*What is expected*: Reproduce the entries below in full and without error.

====================

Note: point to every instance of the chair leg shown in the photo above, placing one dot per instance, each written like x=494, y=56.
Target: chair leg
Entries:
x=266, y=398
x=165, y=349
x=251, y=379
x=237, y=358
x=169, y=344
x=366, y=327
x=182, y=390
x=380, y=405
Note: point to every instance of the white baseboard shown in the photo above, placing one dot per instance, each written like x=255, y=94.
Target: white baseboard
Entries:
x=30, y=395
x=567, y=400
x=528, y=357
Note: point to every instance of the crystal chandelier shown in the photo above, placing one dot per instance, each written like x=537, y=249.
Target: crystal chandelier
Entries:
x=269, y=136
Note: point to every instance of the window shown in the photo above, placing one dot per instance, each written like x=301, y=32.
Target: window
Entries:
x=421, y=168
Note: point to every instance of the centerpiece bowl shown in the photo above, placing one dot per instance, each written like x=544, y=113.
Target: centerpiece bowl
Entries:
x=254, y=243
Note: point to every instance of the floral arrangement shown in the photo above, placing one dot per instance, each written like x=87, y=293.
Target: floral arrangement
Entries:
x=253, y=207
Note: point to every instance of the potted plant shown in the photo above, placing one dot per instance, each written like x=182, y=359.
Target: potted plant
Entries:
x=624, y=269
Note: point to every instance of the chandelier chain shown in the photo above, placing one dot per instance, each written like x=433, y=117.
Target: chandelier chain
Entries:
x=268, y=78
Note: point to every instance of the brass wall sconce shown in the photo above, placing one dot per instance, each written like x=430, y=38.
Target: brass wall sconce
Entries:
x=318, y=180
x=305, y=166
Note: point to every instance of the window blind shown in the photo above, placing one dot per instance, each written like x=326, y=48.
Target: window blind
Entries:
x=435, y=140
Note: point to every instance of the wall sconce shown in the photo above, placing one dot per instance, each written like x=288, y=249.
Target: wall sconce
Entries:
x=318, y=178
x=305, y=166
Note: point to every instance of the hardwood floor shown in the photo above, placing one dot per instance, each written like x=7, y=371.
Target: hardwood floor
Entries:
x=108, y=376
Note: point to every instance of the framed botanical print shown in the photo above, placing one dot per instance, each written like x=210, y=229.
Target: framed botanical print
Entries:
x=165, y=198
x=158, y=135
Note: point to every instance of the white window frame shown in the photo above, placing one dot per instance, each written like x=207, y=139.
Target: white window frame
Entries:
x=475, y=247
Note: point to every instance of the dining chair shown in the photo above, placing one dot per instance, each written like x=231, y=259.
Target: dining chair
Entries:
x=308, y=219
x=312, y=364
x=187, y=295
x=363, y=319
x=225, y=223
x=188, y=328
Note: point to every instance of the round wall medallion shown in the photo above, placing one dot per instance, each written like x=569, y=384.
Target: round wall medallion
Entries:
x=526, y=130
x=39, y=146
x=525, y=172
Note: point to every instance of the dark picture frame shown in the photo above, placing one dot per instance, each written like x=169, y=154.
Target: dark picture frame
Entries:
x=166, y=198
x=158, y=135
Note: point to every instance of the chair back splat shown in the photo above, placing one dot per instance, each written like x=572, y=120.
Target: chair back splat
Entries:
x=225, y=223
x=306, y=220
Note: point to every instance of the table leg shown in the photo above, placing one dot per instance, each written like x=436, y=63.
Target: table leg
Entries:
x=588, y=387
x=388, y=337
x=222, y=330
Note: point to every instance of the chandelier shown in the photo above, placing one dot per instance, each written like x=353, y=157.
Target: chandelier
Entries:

====================

*Solution for this task*:
Note: point to every instance of the chair leg shown in the photo above, placing one dot per instance, each written like x=494, y=56.
Target: chair leg
Entries:
x=266, y=398
x=165, y=349
x=251, y=379
x=237, y=358
x=169, y=344
x=366, y=327
x=182, y=390
x=380, y=405
Note: point to every instance of the white baseboard shown in the photo above, placing one dot per instance, each written like x=255, y=94.
Target: white baseboard
Entries:
x=30, y=395
x=567, y=400
x=528, y=357
Note: point to every instance of the crystal chandelier shown in the photo above, placing one dot per instance, each written like x=537, y=249.
Target: crystal chandelier
Entries:
x=269, y=136
Note: point to every instance of the window shown in the photo above, placing one dot per instance, each written like x=301, y=32.
Target: window
Entries:
x=421, y=168
Note: point to every instance of the centerpiece bowl shown in the photo above, placing one dot per instance, each written like x=544, y=113.
Target: centerpiece bowl
Entries:
x=254, y=243
Note: point to every instance of the floral arrangement shown in the photo above, placing one dot per instance, each written like x=87, y=293.
Target: floral arrangement
Entries:
x=253, y=207
Note: point to every instance of the potted plant shown in the photo above, placing one dot per instance, each written like x=182, y=359.
Target: potted plant
Entries:
x=624, y=269
Note: point to every instance of the chandelier chain shown in the photo above, placing one dot per instance, each written like x=433, y=117.
Target: chandelier chain
Entries:
x=268, y=78
Note: point to every instance of the brass wall sconce shown in the photo above, placing one dot per instance, each written like x=430, y=38.
Target: brass wall sconce
Entries:
x=318, y=180
x=305, y=166
Note: point to every instance of the window blind shown in the photo above, placing one dot per instance, each written like x=326, y=48.
Target: window blind
Entries:
x=435, y=140
Note: point to every instance of the wall sconce shown in the photo above, placing one dot per instance, each written like x=288, y=249.
Target: wall sconce
Entries:
x=318, y=178
x=305, y=166
Note: point to every instance of the hardwood floor shown in the photo above, placing one dot per instance, each written like x=7, y=371.
Target: hardwood floor
Entries:
x=108, y=376
Note: point to every instance of the framed botanical print shown in the photo above, placing one dot per instance, each written like x=210, y=229.
Target: framed botanical print
Entries:
x=165, y=198
x=158, y=135
Note: point to every instance of the white window frame shown in the photo above, placing one dot per instance, each written like x=207, y=139.
Target: white window frame
Entries:
x=475, y=247
Note: point to every instance of the dining chair shown in the photo above, placing one dot per instance, each written like x=231, y=259.
Target: dining chair
Entries:
x=308, y=219
x=312, y=364
x=187, y=295
x=363, y=319
x=225, y=223
x=188, y=328
Note: point to every instance of the round wall medallion shown in the photo above, placing one dot per instance, each written like x=569, y=384.
Target: round wall medallion
Entries:
x=526, y=130
x=39, y=146
x=525, y=172
Note: point to every instance of the dark picture frame shown in the photo above, placing one dot per instance, each written like x=169, y=154.
Target: dark picture frame
Entries:
x=166, y=198
x=158, y=135
Note: point to every instance of the chair back splat shown in the photo above, placing one dot per instance, each written like x=572, y=120.
Target: chair back splat
Entries:
x=225, y=223
x=306, y=220
Note: point to every instance of the table leg shown in the photo above, placing one dot per instance, each written like x=436, y=63.
Target: table leg
Entries:
x=588, y=387
x=388, y=337
x=222, y=330
Note: point to every instance of the chandelier shown in the photo above, placing one dot per instance, each written like x=353, y=157.
Target: chandelier
Entries:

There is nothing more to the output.